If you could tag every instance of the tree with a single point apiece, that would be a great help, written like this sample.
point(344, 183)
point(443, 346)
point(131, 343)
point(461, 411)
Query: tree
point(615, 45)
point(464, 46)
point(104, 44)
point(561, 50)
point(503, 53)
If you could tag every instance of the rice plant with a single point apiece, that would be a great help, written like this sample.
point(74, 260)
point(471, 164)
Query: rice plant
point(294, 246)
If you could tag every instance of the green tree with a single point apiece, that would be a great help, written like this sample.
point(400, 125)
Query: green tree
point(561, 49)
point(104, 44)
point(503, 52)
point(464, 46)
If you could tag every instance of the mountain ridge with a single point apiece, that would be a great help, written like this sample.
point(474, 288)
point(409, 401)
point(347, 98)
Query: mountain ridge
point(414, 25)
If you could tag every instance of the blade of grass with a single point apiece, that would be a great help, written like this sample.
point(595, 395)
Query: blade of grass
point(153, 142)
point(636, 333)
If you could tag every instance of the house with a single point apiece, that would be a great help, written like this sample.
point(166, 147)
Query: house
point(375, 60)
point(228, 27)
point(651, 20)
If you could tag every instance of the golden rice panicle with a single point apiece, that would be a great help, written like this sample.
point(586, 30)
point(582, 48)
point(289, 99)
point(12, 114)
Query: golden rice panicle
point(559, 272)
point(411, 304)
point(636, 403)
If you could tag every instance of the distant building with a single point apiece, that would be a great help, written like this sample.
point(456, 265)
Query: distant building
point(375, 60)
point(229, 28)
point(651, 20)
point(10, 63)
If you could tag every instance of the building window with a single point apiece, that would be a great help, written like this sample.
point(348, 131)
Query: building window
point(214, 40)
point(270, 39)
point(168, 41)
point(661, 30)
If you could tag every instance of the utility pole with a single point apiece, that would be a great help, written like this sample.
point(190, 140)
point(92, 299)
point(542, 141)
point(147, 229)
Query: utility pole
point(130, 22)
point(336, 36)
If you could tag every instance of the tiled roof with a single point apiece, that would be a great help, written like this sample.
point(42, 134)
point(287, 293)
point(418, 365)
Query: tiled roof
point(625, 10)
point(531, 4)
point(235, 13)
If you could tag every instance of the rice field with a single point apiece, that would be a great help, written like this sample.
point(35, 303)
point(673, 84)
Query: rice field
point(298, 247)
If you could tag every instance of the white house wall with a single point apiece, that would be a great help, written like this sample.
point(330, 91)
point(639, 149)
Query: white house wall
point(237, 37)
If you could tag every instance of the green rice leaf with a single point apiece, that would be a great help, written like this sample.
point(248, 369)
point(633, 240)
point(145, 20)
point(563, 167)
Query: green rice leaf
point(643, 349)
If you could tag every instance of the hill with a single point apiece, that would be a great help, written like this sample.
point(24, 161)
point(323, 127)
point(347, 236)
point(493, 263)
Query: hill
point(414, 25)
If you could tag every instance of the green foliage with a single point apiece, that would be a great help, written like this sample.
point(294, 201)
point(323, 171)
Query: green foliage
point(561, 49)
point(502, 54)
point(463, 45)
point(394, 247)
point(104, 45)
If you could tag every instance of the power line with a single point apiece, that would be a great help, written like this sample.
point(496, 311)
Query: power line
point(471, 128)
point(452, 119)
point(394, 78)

Required work
Repeat the whole listing word for word.

Written response
If you could tag every instance of the tree with a single point apiece, that would be a great help, written like this sample.
point(344, 183)
point(443, 346)
point(131, 343)
point(461, 411)
Query: tree
point(615, 45)
point(464, 46)
point(104, 44)
point(561, 50)
point(503, 53)
If you could tag every instance of the rice plant with a single point apiece, that would be a great help, written like this sample.
point(74, 260)
point(471, 164)
Query: rice plant
point(294, 246)
If you could tag every instance of the green tree with a single point apiece, that would be a great help, written like this sample.
point(400, 125)
Query: green tree
point(561, 49)
point(104, 44)
point(503, 52)
point(464, 46)
If you could tag every instance of the mountain ridge with a single point apiece, that would be a great help, written like this sample.
point(474, 288)
point(409, 401)
point(347, 98)
Query: mountain ridge
point(414, 25)
If you could tag every instance of the blade of grass with a single point apiece, that would be a great help, written like this sample.
point(595, 395)
Query: blade of grass
point(153, 142)
point(636, 333)
If you could tag every instance of the house with a single point apiece, that would be a great help, written like this sample.
point(166, 147)
Query: house
point(375, 60)
point(228, 27)
point(651, 20)
If you could tag every instance of the golden rice panicle with a single point apiece, that would be a great help, written like this sample.
point(586, 30)
point(582, 48)
point(289, 99)
point(12, 114)
Query: golden rice panicle
point(559, 272)
point(411, 304)
point(636, 403)
If you could tag every instance of the distant building with a single point apiece, that would be a great help, written like this sample.
point(456, 265)
Query: distant building
point(375, 60)
point(229, 28)
point(651, 20)
point(10, 63)
If you could tag every instance of the building window with a single point apiece, that would be a great help, written like this sample.
point(348, 131)
Query: building window
point(214, 40)
point(270, 39)
point(168, 41)
point(661, 30)
If you could tag every instance of the utility pole with a single point apiece, that would be a great help, written like this sample.
point(190, 140)
point(92, 299)
point(542, 141)
point(147, 229)
Query: utility pole
point(130, 22)
point(336, 36)
If you could tag every instance of the tiled roof with a single point apiece, that would be a great help, written like this sample.
point(42, 134)
point(287, 293)
point(418, 365)
Query: tiled roof
point(625, 10)
point(531, 4)
point(235, 13)
If you could tag every instance of the rice field with a single point apiece, that would be a great help, written like this sample.
point(35, 303)
point(673, 84)
Query: rice field
point(298, 247)
If you could tag every instance of the white house wall with a single point apiece, that would be a great help, written like this sample.
point(330, 91)
point(639, 149)
Query: white house wall
point(237, 37)
If you could tag every instance of the green rice leaf with a single point apiece, that would be a great help, written like this sample.
point(248, 369)
point(633, 240)
point(145, 20)
point(563, 167)
Query: green rice leaf
point(643, 349)
If you could tag every instance of the hill with a single point apiece, that would be a great help, written like this sample.
point(24, 161)
point(323, 127)
point(347, 236)
point(493, 263)
Query: hill
point(414, 25)
If you could tag every instance of the green foliage with a single point apiece, that would be a great help, written like this sample.
point(294, 201)
point(323, 171)
Query: green foliage
point(561, 49)
point(502, 54)
point(463, 45)
point(394, 247)
point(104, 45)
If you could tag every instance of the power line with a single point apiece, that would be a great help, written like this sample.
point(496, 311)
Query: power line
point(471, 128)
point(452, 119)
point(394, 78)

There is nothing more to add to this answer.